Entries shown:
-=-=-=-=-

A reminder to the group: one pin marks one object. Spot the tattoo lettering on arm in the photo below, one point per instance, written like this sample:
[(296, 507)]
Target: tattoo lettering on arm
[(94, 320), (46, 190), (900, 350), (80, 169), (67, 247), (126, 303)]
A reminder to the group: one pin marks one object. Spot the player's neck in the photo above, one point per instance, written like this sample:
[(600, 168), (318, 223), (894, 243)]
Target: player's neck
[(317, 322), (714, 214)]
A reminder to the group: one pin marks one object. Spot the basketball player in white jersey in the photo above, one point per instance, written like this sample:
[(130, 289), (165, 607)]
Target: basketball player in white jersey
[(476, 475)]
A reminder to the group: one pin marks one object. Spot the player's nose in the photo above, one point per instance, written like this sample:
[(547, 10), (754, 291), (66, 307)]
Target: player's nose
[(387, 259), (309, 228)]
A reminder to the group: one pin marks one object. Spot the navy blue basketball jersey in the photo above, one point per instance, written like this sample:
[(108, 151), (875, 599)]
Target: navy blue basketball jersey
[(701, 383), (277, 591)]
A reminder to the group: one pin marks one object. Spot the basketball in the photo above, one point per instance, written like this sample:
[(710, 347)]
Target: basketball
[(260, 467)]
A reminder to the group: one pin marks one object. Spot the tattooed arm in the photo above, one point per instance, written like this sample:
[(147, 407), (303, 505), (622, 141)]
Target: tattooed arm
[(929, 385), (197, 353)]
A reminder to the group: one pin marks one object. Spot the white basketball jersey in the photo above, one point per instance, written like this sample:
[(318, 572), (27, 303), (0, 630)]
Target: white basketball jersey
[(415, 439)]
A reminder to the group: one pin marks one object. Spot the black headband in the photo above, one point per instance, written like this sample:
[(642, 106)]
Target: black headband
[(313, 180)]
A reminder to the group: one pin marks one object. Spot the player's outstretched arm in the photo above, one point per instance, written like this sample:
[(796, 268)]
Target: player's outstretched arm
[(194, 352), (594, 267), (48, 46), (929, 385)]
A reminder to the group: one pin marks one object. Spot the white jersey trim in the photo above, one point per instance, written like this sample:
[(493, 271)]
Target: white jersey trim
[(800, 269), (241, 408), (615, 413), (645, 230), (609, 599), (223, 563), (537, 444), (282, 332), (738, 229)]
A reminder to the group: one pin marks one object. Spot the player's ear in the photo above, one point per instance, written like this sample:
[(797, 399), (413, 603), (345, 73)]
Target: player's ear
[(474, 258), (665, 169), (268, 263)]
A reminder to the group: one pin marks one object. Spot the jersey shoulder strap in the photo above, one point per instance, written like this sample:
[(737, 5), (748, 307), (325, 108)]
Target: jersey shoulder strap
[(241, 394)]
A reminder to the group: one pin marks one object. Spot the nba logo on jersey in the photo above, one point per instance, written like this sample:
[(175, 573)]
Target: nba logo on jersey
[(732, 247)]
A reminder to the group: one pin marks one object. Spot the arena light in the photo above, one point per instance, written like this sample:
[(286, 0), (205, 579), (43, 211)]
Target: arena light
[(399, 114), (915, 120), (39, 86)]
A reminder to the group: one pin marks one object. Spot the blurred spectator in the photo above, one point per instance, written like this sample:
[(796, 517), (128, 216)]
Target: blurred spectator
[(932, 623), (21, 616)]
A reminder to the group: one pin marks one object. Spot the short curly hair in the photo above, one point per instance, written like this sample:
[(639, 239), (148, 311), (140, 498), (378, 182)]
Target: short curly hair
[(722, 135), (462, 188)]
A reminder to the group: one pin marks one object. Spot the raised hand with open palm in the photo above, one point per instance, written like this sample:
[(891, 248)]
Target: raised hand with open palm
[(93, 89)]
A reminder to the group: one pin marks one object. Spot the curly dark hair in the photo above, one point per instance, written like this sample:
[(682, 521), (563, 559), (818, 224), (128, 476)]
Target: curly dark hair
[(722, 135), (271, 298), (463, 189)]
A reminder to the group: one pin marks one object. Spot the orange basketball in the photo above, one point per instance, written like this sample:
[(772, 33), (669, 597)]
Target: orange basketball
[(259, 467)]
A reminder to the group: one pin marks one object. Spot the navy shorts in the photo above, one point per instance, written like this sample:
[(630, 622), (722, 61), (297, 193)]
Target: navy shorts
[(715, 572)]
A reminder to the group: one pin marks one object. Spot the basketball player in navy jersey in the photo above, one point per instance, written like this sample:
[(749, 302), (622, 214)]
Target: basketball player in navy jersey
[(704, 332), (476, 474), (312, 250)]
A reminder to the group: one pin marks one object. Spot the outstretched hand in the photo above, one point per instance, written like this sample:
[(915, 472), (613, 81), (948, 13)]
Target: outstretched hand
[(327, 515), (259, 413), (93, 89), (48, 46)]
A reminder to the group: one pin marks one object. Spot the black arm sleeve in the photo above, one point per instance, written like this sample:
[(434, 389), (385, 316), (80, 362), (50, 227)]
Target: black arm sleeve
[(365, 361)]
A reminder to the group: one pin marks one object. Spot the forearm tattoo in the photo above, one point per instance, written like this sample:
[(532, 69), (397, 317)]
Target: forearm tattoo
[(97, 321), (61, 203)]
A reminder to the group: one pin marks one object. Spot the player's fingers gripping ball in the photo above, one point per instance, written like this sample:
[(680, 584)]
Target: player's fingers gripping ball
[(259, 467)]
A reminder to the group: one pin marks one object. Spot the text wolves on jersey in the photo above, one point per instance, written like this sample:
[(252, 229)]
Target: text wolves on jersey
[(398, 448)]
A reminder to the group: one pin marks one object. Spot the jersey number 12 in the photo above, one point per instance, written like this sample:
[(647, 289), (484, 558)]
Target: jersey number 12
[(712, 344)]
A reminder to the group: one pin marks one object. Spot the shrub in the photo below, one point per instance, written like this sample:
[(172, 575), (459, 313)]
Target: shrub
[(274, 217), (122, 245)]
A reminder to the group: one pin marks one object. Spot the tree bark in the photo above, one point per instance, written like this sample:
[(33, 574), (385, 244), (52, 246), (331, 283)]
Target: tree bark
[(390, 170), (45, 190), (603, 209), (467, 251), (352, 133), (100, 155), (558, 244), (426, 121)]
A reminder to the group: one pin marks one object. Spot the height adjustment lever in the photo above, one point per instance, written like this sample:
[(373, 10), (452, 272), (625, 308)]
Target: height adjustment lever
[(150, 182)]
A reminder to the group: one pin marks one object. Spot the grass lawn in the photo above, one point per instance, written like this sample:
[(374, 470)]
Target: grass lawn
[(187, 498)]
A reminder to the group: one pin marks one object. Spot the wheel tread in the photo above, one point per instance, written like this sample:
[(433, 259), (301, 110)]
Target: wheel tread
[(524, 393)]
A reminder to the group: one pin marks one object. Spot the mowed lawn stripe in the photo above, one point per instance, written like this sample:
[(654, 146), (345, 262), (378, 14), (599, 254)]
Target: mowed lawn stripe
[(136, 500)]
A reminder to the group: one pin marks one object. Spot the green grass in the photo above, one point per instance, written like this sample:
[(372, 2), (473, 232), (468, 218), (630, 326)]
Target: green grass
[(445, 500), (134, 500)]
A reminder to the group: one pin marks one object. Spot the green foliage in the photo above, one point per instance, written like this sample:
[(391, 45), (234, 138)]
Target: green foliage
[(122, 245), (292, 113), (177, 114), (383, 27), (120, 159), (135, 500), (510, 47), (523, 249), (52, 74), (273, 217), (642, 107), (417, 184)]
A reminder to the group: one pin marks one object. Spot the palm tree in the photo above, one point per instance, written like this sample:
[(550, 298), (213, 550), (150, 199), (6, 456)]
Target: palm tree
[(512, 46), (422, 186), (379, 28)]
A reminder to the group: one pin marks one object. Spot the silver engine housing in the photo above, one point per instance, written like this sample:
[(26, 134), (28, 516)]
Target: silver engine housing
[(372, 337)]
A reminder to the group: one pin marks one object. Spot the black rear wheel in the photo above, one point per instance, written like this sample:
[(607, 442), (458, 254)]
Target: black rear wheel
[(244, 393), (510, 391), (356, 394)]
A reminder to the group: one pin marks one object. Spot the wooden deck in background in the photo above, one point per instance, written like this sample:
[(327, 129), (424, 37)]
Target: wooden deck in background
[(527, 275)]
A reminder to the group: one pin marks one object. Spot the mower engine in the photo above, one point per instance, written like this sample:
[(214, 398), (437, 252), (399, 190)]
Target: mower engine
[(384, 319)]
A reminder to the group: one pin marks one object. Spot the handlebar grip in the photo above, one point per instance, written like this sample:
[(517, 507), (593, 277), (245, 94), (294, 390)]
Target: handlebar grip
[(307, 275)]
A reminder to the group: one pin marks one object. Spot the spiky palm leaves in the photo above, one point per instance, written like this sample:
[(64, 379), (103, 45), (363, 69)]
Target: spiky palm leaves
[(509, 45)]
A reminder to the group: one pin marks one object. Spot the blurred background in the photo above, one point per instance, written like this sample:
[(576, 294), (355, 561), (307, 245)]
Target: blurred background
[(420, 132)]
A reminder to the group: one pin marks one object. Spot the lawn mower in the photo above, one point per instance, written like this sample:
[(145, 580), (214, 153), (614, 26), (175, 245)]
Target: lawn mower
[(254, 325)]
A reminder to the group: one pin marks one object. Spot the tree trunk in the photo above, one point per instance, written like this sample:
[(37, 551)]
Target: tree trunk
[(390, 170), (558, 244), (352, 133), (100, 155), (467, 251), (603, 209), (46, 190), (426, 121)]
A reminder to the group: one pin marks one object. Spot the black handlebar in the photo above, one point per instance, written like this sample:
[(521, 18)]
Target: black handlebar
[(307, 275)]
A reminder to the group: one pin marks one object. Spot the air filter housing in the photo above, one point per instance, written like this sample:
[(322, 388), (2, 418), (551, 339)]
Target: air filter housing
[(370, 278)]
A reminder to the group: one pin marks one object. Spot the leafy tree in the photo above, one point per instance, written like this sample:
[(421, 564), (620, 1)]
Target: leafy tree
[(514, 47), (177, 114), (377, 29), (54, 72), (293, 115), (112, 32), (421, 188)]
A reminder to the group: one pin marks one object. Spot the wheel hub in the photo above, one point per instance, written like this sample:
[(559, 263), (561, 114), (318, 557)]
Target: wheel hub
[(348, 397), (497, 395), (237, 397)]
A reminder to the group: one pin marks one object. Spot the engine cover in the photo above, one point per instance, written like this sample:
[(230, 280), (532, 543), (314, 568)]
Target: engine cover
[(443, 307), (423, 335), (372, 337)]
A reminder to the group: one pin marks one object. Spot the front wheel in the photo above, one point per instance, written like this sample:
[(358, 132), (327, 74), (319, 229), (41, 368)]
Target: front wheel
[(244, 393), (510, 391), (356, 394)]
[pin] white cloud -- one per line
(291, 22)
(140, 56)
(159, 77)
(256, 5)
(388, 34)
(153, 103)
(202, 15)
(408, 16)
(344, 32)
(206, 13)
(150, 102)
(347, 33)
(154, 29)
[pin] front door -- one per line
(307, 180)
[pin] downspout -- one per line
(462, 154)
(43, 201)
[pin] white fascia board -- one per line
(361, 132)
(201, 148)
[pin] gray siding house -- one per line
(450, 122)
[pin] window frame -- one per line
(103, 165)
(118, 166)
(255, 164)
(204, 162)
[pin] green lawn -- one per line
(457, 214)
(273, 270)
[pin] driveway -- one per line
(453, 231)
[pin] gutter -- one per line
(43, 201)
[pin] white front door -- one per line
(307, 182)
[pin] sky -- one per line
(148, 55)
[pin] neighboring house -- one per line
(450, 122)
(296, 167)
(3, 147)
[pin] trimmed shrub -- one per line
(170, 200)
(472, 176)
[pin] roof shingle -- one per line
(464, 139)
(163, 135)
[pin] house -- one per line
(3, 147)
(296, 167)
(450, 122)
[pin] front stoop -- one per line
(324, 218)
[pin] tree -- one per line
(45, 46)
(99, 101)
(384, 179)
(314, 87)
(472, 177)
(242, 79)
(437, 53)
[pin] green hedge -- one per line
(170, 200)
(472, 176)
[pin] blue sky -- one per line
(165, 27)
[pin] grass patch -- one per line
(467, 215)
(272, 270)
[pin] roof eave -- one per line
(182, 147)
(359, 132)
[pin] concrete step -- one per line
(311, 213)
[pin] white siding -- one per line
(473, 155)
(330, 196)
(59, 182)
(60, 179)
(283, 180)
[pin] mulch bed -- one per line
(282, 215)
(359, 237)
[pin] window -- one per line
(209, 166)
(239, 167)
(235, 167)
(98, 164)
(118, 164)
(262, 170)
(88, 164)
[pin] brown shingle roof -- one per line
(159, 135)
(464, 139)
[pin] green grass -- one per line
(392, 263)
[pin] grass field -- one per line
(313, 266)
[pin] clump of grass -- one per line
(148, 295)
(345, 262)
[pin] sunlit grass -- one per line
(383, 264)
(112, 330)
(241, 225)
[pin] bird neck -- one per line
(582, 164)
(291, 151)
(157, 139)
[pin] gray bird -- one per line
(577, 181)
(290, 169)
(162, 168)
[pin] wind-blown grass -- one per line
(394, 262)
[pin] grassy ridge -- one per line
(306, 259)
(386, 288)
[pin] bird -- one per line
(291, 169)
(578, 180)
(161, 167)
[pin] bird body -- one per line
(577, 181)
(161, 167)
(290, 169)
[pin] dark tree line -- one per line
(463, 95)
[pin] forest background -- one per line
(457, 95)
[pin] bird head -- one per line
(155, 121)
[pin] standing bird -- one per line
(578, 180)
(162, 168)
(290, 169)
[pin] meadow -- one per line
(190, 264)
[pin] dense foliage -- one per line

-=-=-=-=-

Work instructions:
Reproduce every line of the entries above, unchanged, from the very first one down to and including the line containing "[(642, 106)]".

Exercise answer:
A reminder to the group: one pin marks one object. Spot the tattoo lettering on arm in the photo below, one point per instance, written like this sample:
[(296, 507)]
Target: tattoo lettering on arm
[(94, 320), (46, 190), (900, 350), (80, 169), (67, 247), (126, 303)]
A reminder to the group: one pin marks one object. Spot the player's neck in the photo above, one point per instance, written like this sample:
[(600, 168), (318, 223), (894, 243)]
Target: player's neck
[(317, 322), (714, 214)]
A reminder to the group: one pin marks one object. Spot the basketball player in white jersey in the photo above, one point per instance, written like this sample:
[(130, 289), (165, 607)]
Target: basketball player in white jersey
[(476, 475)]
A reminder to the group: one pin marks one object. Spot the player's nose in the photo above, one point per instance, written like this sample:
[(547, 10), (754, 291), (66, 307)]
Target: player's nose
[(387, 259), (309, 228)]
A reminder to the group: one pin marks one object. Spot the navy blue basketball jersey in the photo above, one point per instance, written like this sample:
[(108, 151), (875, 599)]
Target: navy blue basketball jersey
[(701, 383), (277, 591)]
A reminder to the group: one pin marks one object. Spot the basketball in the photo above, one point per instance, written like this sample:
[(710, 347)]
Target: basketball
[(260, 467)]
A reminder to the group: one pin marks one object. Spot the tattooed arm in the photo above, one point per instance, written like this sample:
[(147, 407), (303, 505), (622, 141)]
Target: tattooed arm
[(929, 385), (197, 353)]
A reminder to the group: one pin marks one object. Spot the white basketball jersey in the photo above, one point per instance, written like this sample:
[(318, 572), (27, 303), (0, 630)]
Target: white basketball jersey
[(415, 439)]
A reminder to the group: one pin marks one object. Spot the black headband in the photo above, one point per instance, written like this sample:
[(642, 106)]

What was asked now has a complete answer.